↓↓↓

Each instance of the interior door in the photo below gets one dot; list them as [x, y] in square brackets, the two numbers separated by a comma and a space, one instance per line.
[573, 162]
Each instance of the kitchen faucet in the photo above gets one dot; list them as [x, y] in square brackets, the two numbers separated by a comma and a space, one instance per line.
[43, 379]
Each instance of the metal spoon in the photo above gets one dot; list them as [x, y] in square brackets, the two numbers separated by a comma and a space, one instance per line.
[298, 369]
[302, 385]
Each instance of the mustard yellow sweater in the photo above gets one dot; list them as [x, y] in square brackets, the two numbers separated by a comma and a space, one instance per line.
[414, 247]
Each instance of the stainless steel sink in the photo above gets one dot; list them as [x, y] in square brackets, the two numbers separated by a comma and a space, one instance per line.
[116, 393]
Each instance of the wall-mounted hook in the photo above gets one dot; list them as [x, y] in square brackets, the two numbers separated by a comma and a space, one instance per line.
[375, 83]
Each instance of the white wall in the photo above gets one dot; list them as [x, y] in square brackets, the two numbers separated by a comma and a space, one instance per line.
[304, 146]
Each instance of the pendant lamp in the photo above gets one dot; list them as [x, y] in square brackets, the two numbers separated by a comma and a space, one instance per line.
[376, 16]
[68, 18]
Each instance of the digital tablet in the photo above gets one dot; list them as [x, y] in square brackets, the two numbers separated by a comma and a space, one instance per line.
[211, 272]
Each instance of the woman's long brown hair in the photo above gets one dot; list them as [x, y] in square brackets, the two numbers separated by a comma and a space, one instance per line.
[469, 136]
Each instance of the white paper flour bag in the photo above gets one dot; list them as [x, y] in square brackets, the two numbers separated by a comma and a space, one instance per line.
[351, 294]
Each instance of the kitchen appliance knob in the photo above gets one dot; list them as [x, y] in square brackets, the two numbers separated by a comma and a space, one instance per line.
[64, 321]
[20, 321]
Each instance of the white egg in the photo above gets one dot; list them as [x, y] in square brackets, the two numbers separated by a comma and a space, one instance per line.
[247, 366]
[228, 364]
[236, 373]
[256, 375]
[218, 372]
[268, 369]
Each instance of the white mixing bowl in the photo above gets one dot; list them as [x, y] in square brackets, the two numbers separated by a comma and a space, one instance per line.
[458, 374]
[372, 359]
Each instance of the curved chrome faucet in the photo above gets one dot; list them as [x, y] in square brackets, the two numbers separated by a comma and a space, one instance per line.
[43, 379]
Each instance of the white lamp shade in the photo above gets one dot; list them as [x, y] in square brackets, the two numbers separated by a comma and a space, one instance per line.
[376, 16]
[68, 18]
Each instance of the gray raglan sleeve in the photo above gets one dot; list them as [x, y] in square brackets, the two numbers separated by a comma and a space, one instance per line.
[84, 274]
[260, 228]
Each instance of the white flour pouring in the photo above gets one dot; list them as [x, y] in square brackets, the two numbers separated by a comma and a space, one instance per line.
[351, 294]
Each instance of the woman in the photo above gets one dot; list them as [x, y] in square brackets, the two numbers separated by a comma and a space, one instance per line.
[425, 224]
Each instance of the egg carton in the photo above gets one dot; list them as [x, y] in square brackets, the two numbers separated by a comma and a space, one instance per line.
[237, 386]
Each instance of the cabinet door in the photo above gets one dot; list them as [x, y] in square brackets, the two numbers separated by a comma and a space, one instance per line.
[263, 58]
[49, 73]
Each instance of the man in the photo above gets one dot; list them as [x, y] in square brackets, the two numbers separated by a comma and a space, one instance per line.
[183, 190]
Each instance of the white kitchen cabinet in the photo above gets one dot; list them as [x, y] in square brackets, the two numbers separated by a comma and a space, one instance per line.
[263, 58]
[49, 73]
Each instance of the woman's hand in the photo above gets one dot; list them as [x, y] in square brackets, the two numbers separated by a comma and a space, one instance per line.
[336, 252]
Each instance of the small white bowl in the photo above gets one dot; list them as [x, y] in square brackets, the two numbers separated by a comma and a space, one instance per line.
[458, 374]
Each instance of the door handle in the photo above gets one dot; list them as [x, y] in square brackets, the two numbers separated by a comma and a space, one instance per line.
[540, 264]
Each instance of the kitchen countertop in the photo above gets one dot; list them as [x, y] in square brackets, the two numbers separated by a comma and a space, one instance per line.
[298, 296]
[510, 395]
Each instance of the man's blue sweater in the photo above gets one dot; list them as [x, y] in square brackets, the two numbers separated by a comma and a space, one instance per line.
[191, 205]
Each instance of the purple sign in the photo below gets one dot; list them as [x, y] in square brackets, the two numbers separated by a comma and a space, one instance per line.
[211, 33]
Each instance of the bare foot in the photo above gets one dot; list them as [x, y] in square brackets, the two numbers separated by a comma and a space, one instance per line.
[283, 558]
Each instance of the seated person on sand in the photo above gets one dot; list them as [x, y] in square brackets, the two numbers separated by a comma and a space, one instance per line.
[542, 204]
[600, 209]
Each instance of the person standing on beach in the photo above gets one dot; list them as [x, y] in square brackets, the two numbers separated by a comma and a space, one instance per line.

↑↑↑

> _STATED EXERCISE_
Swap "one dot" for "a single dot" throughout the listing above, then write it out again with everything else unchanged.

> _REPLY TO THE EXERCISE_
Each instance of the interior door in the photo below gets a single dot; list them as [x, y] in square brackets, the two numbers separated by a comma and a space, one instance per line.
[573, 162]
Each instance of the kitchen faucet in the photo above gets a single dot; list them as [x, y] in square brackets, the two numbers separated by a comma and a space, one instance per line.
[43, 379]
Each instance of the metal spoon in the photo above gets a single dot; list them as [x, y] in square brackets, the two numbers separated by a comma and a space, one instance per line.
[298, 369]
[302, 385]
Each instance of the mustard yellow sweater in the photo above gets a single dot; list them as [x, y] in square brackets, the two numbers separated by a comma and a space, one instance per line.
[414, 247]
Each instance of the stainless steel sink in the photo above gets a single dot; list them as [x, y] in square brackets, the two numbers separated by a comma and a space, one instance per line.
[116, 393]
Each instance of the wall-mounted hook in the photo above gets a single dot; list them as [x, y] in square brackets, the two numbers separated by a comma and a space, one instance per line.
[375, 83]
Each instance of the white wall in the photo above gets a single dot; list them as [x, y] in square brackets, the two numbers separated by a comma and a space, one instance per line.
[304, 146]
Each instance of the pendant lamp in the photo above gets a single dot; list them as [x, y] in square brackets, the two numbers separated by a comma and a space, one instance per line.
[376, 16]
[68, 18]
Each instance of the digital tablet in the photo above gets a single dot; list them as [x, y] in square brackets, the two numbers separated by a comma and a space, one instance per line.
[211, 272]
Each instance of the woman's long brown hair in the photo above gets a single dot; list them as [x, y] in square brackets, the two numbers separated by a comma and a space, one instance per line.
[469, 136]
Each instance of the white paper flour bag in the photo above gets a single dot; list them as [x, y] in square brackets, the two numbers separated by a comma and a space, one instance per line.
[351, 294]
Each instance of the kitchen appliance knob in the photo above gets a single dot; list them as [x, y] in square brackets, the two numbers separated by a comma and a space, one instance per line.
[64, 321]
[20, 321]
Each instance of the white egg in the photo above gets a single dot; list them as [x, y] in square brackets, the two numbers separated by a comma and a space, one instance per line.
[247, 366]
[228, 364]
[236, 373]
[256, 375]
[218, 372]
[268, 369]
Each instance of the white mixing bowl in the photo above gets a single dot; list them as [x, y] in square brackets, the two numbers separated by a comma and a space, one instance per line.
[458, 374]
[372, 359]
Each instance of the curved chrome faucet in the photo above gets a single dot; list them as [x, y] in square brackets, the two numbers separated by a comma and a space, one instance per line.
[43, 379]
Each instance of the white lamp shade in the photo above gets a single dot; list them as [x, y] in square brackets, the two numbers separated by a comma and a space, one instance per line.
[376, 16]
[68, 18]
Each instance of the gray raglan sleeve in the photo above gets a single dot; list them as [x, y] in square brackets, the two numbers separated by a comma and a space, one instance per line.
[84, 274]
[260, 228]
Each instance of the white flour pouring in the photo above gets a single dot; list them as [x, y] in square brackets, the two numbers separated by a comma and a space, one instance per line.
[351, 294]
Each instance of the woman in the photo above gets a single dot; list them as [x, y] in square brackets, the two numbers separated by a comma and a space, one instance per line.
[425, 224]
Each instance of the egg carton in the photo above gets a single dot; list them as [x, y] in square brackets, the two numbers separated by a comma and a space, one instance per line.
[237, 386]
Each instance of the cabinet door in the photo above gets a single dot; list them as [x, y] in square brackets, the two numbers separated by a comma and a space, one instance per line.
[263, 58]
[49, 73]
Each instance of the man in the photo above gets a single dot; list them as [x, y] in square brackets, the two numbers separated by a comma and a space, one instance per line.
[183, 190]
Each instance of the white kitchen cabinet in the photo above gets a single dot; list them as [x, y] in square brackets, the two numbers separated by a comma and a space, one instance per line.
[263, 58]
[49, 73]
Each instance of the woman's hand in the photo above gets a single dot; list them as [x, y] in square brackets, the two numbers separated by a comma and a space, one instance per line.
[336, 252]
Each instance of the small white bowl in the photo above gets a single dot; list them as [x, y] in square brackets, the two numbers separated by a comma and a space, one instance per line.
[458, 374]
Each instance of the door handle in the photo above gets a single dot; list them as [x, y] in square brackets, the two numbers separated by a comma and a space, one instance per line.
[540, 264]
Each instance of the kitchen countertop in the photo above gets a single dot; list them as [x, y] in square brackets, the two numbers separated by a comma and a space, one instance per line.
[298, 296]
[510, 395]
Each instance of the man's blue sweater in the photo above gets a single dot; list them as [x, y] in square brackets, the two numbers separated by a comma and a space, one instance per line.
[191, 205]
Each instance of the purple sign in the photo below gets a single dot; list them as [x, y] in square brackets, the two numbers separated by a comma and a space, one instance per line.
[211, 33]
Each instance of the bare foot in the photo above gets a single dot; list them as [x, y] in square brackets, the two numbers separated by a comma and a space, one instance per line.
[283, 558]
Each instance of the seated person on sand in the photo above gets a single dot; list them as [x, y] in square brackets, the two numbers separated by a comma and a space, one instance per line.
[542, 204]
[600, 209]
Each instance of the person standing on beach in the photo above gets a single dot; list them as [x, y] in square brackets, the two numbers separated by a comma and a space, one instance per line.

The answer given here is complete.